• **Text to read**:
++++++

Hello,

This answers some of my own questions.

It seems the mirred and ifb combination is indeed what reduces performance
in my case. All optimizations made to fq_codel didn't help with ingress.

A simple fq_police would be a better solution for ingress than cake or
fq_codel.


On Sat, Feb 16, 2019 at 11:35 AM Adrian Popescu <adriannnpopescu@gmail.com>
wrote:

> Hello,
>
> On Fri, Feb 15, 2019 at 10:45 PM Dave Taht <dave.taht@gmail.com> wrote:
>
>> I still regard inbound shaping as our biggest deployment problem,
>> especially on cheap hardware.
>>
>> Some days I want to go back to revisiting the ideas in the "bobbie"
>> shaper, other days...
>>
>> In terms of speeding up cake:
>>
>> * At higher speeds (e.g. > 200mbit) cake tends to bottleneck on a
>> single cpu, in softirq. A lwn article just went by about a proposed
>> set of improvements for that:
>> https://lwn.net/SubscriberLink/779738/771e8f7050c26ade/
>
> Will this help devices with a single core CPU?
>
>
>>
>>
>> * Hardware multiqueue is more and more common (APU2 has 4). FQ_codel
>> is inherently parallel and could take advantage of hardware
>> multiqueue, if there was a better way to express it. What happens
>> nowadays is you get the "mq" scheduler with 4 fq_codel instances, when
>> running at line rate, but I tend to think with 64 hardware queues,
>> increasingly common in the >10GigE, having 64k fq_codel queues is
>> excessive. I'd love it if there was a way to have there be a divisor
>> in the mq -> subqdisc code so that we would have, oh, 32 queues per hw
>> queue in this case.
>>
>> Worse, there's no way to attach a global shaped instance to that
>> hardware, e.g. in cake, which forces all those hardware queues (even
>> across cpus) into one. The ingress mirred code, here, is also a
>> problem. a "cake-mq" seemed feasible (basically you just turn the
>> shaper tracking into an atomic operation in three places), but the
>> overlying qdisc architecture for sch_mq -> subqdiscs has to be
>> extended or bypassed, somehow. (there's no way for sch_mq to
>> automagically pass sub-qdisc options to the next qdisc, and there's no
>> reason to have sch_mq
>>
>
> The problem I deal with is performance on even lower end hardware with a
> single queue. My experience with mq has been limited.

++++++

• **Data section**:
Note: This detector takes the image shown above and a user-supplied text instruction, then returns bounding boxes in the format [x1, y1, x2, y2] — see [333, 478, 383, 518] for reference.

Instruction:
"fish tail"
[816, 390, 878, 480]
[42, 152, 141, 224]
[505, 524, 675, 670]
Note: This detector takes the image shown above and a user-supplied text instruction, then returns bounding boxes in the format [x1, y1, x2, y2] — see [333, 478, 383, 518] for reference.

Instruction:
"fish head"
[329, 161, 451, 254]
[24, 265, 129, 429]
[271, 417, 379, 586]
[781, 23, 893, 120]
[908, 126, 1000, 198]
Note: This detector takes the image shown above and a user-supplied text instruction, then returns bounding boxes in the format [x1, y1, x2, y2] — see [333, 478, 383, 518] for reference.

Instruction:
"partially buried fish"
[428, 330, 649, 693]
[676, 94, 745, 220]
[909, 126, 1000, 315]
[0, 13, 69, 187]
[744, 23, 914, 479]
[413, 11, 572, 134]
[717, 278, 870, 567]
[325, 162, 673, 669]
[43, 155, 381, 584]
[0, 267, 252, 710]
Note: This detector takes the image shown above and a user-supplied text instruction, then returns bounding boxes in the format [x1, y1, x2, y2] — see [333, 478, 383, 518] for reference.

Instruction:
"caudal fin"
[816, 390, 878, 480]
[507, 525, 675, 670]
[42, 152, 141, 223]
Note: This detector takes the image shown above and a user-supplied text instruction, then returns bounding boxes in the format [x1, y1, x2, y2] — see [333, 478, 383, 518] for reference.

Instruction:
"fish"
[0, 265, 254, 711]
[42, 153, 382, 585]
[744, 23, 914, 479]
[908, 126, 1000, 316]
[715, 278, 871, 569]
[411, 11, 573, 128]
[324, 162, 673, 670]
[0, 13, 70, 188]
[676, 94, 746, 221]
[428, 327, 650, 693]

++++++

• **Tasks to perform**:
(a) Name every queue scheduler or shaper mentioned in the thread on ingress shaping, listing each one once.
(b) Write out the thread on ingress shaping word for word, starting at "A simple fq_police" and ending at "on cheap hardware.".

• **Written responses**:
(a)
- fq_codel
- cake
- fq_police
- the "bobbie" shaper
- mq (also written sch_mq)
- cake-mq

(b)
A simple fq_police would be a better solution for ingress than cake or
fq_codel.


On Sat, Feb 16, 2019 at 11:35 AM Adrian Popescu <adriannnpopescu@gmail.com>
wrote:

> Hello,
>
> On Fri, Feb 15, 2019 at 10:45 PM Dave Taht <dave.taht@gmail.com> wrote:
>
>> I still regard inbound shaping as our biggest deployment problem,
>> especially on cheap hardware.